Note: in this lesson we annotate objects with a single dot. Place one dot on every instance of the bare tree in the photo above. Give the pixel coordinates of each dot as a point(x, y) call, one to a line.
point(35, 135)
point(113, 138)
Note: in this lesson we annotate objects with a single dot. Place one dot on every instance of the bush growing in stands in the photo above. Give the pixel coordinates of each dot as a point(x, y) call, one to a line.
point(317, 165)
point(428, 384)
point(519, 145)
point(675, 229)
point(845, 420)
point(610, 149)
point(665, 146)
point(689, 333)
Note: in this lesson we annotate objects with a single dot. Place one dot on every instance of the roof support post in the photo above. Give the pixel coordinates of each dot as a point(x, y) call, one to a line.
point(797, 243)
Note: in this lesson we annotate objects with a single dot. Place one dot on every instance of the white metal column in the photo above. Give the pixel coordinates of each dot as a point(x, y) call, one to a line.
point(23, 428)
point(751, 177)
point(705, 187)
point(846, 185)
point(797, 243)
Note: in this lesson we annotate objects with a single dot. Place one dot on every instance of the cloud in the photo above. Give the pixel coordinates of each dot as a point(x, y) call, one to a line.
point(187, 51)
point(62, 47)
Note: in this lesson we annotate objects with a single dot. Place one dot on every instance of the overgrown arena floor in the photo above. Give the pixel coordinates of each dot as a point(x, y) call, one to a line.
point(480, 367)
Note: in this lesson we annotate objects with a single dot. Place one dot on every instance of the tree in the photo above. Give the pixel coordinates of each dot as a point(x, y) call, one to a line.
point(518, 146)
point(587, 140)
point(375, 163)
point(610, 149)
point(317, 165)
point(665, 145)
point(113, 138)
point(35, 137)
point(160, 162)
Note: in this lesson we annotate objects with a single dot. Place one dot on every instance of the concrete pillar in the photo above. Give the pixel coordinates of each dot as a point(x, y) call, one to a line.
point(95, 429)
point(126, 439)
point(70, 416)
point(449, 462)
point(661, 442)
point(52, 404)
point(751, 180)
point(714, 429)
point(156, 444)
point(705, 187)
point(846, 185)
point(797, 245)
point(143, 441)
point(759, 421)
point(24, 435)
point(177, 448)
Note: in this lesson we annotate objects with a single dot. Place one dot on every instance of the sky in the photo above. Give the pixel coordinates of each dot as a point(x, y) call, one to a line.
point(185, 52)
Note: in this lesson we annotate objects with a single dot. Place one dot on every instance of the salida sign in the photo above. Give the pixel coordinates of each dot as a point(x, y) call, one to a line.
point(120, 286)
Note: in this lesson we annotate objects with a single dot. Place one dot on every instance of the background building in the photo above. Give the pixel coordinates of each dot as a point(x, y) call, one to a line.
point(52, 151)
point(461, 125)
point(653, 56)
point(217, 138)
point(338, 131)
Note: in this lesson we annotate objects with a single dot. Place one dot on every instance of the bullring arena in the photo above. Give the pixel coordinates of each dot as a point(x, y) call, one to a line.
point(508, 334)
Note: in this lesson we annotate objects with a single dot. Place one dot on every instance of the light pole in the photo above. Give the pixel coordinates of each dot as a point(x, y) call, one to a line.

■ WHAT TO PRODUCE
Return exactly the lines from the line bearing "of the salida" to the end of the records, inclusive of both; include no other lines.

■ THE COMPLETED TASK
Note: in this lesson we annotate objects with a single dot. Place one dot on every instance of the salida sign in the photo above. Give the pixel coordinates of each dot as a point(x, y) call, one to a line.
point(120, 286)
Note: in this lesson we annotate objects with a single dot. Place one dot on every instance of the background building in the photo above. Give the pixel coordinates of each dot as a point(x, y) call, one to a line.
point(52, 151)
point(461, 125)
point(653, 56)
point(217, 138)
point(338, 131)
Note: in this lesson we annotate objects with a single dot. Place one dot on every instance of the bullring arena in the photo above. Give the pixel coordinates of each dot as a point(x, y) call, one to a line.
point(508, 334)
Note: in this lesson we annotate objects with a single dot. Place one dot on every instance of the light pole in the photo above. Give the pixel coordinates of each dot as a point(x, y) call, one to a line.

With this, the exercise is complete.